PROBLEM REQUIREMENTS
All pictures are to be skipped; retype only the lines from the top of the entries through the line with "pixel 394 315", both included.

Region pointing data
##############################

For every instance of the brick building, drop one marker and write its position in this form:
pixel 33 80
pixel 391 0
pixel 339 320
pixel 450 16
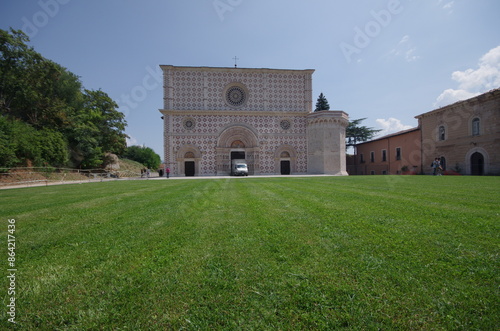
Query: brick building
pixel 464 135
pixel 388 155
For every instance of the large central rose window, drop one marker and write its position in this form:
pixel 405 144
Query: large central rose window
pixel 236 96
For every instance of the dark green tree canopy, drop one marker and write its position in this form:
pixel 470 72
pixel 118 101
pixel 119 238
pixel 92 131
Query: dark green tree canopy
pixel 48 100
pixel 144 155
pixel 355 133
pixel 322 103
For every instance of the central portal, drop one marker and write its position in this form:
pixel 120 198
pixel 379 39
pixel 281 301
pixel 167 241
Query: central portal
pixel 237 155
pixel 237 141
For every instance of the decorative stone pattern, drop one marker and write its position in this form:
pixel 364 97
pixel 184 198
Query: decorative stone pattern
pixel 271 90
pixel 210 113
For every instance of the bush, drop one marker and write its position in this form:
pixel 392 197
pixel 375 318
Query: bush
pixel 144 155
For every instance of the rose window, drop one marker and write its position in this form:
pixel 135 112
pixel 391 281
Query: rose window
pixel 235 96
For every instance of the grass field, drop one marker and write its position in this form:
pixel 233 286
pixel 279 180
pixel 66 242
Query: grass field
pixel 374 252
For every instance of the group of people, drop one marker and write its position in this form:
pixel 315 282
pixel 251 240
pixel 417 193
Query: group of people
pixel 436 167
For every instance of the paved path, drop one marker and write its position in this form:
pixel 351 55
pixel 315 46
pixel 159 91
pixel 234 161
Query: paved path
pixel 49 183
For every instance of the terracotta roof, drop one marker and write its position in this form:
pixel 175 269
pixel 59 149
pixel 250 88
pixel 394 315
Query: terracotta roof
pixel 492 93
pixel 391 135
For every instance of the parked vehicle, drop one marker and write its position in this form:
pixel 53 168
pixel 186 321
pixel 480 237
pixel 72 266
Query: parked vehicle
pixel 239 168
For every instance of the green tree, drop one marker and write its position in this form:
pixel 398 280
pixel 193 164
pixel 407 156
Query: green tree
pixel 322 103
pixel 144 155
pixel 52 102
pixel 355 133
pixel 108 121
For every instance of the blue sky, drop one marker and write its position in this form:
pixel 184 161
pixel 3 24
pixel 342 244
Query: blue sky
pixel 385 60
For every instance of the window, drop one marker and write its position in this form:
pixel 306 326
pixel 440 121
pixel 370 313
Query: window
pixel 475 127
pixel 398 153
pixel 442 133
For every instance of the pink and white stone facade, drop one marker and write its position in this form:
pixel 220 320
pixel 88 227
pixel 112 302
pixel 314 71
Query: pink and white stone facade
pixel 214 114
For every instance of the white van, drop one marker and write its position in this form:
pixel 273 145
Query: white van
pixel 239 168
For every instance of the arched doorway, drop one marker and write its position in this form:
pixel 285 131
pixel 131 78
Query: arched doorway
pixel 237 141
pixel 285 160
pixel 477 164
pixel 285 168
pixel 188 161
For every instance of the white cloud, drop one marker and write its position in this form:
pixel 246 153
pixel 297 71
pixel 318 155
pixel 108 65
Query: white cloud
pixel 472 82
pixel 131 141
pixel 390 125
pixel 405 49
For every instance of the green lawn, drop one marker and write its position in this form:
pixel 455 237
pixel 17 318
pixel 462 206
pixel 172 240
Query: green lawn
pixel 407 252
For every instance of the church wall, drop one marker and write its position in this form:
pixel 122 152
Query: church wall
pixel 201 120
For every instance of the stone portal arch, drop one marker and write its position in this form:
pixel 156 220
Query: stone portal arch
pixel 477 161
pixel 237 138
pixel 188 160
pixel 285 160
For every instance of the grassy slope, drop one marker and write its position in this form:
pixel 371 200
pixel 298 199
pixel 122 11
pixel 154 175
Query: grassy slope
pixel 278 253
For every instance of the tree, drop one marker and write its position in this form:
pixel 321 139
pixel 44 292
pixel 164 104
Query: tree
pixel 144 155
pixel 43 101
pixel 356 133
pixel 322 103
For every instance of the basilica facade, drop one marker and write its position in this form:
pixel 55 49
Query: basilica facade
pixel 264 116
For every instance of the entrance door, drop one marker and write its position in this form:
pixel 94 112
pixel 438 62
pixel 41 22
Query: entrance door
pixel 477 164
pixel 238 155
pixel 189 168
pixel 285 167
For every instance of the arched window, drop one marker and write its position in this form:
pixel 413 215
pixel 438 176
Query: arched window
pixel 442 133
pixel 475 126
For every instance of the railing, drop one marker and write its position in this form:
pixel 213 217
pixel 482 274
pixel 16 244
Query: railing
pixel 48 175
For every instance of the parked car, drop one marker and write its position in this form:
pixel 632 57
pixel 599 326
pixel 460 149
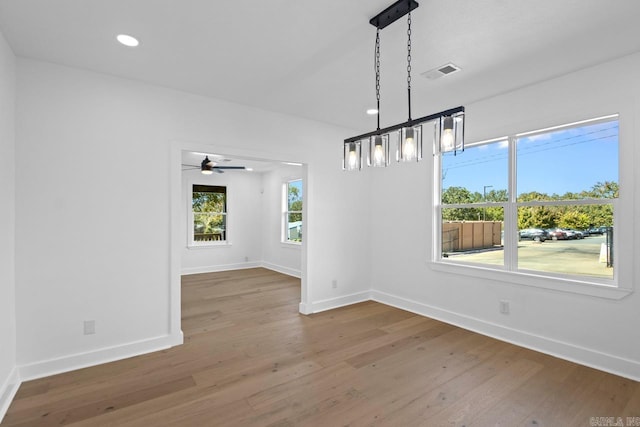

##############################

SOLUTION
For every instance of the brick building, drop one marker and write its position in this form:
pixel 33 80
pixel 391 0
pixel 339 320
pixel 450 16
Query: brick building
pixel 464 135
pixel 388 155
For every instance of the large central rose window, drop one marker and write its position in this form:
pixel 405 144
Query: large central rose window
pixel 236 96
For every instance of the dark green tree canopy, drop one marker and write its position in this form:
pixel 470 72
pixel 118 101
pixel 119 238
pixel 92 131
Query: dark green tree canopy
pixel 48 100
pixel 144 155
pixel 355 133
pixel 322 103
For every instance of the central portal, drop one marker and write its position in this form:
pixel 120 198
pixel 379 39
pixel 281 301
pixel 167 241
Query: central portal
pixel 237 155
pixel 237 141
For every instance of the decorative stone pattern, drop one marker and write its position in this form:
pixel 364 97
pixel 184 198
Query: decorative stone pattern
pixel 271 90
pixel 210 113
For every instance of the bush, drop one marker and write its position in this form:
pixel 392 197
pixel 375 318
Query: bush
pixel 144 155
For every instance of the rose window, drop one marker and write its position in this form:
pixel 135 112
pixel 391 281
Query: rose window
pixel 235 96
For every instance of the grass field, drop one marker and write its position in this form:
pixel 233 286
pixel 279 180
pixel 66 242
Query: grass field
pixel 374 252
For every instance of the group of people, drop one marker and write its position in this form:
pixel 315 282
pixel 251 240
pixel 417 193
Query: group of people
pixel 436 167
For every instance of the paved path, drop one marker and write its position in this form:
pixel 351 55
pixel 315 46
pixel 159 91
pixel 234 161
Query: paved path
pixel 49 183
For every instance of the terracotta roof, drop one marker and write its position in this form:
pixel 175 269
pixel 59 149
pixel 250 88
pixel 394 315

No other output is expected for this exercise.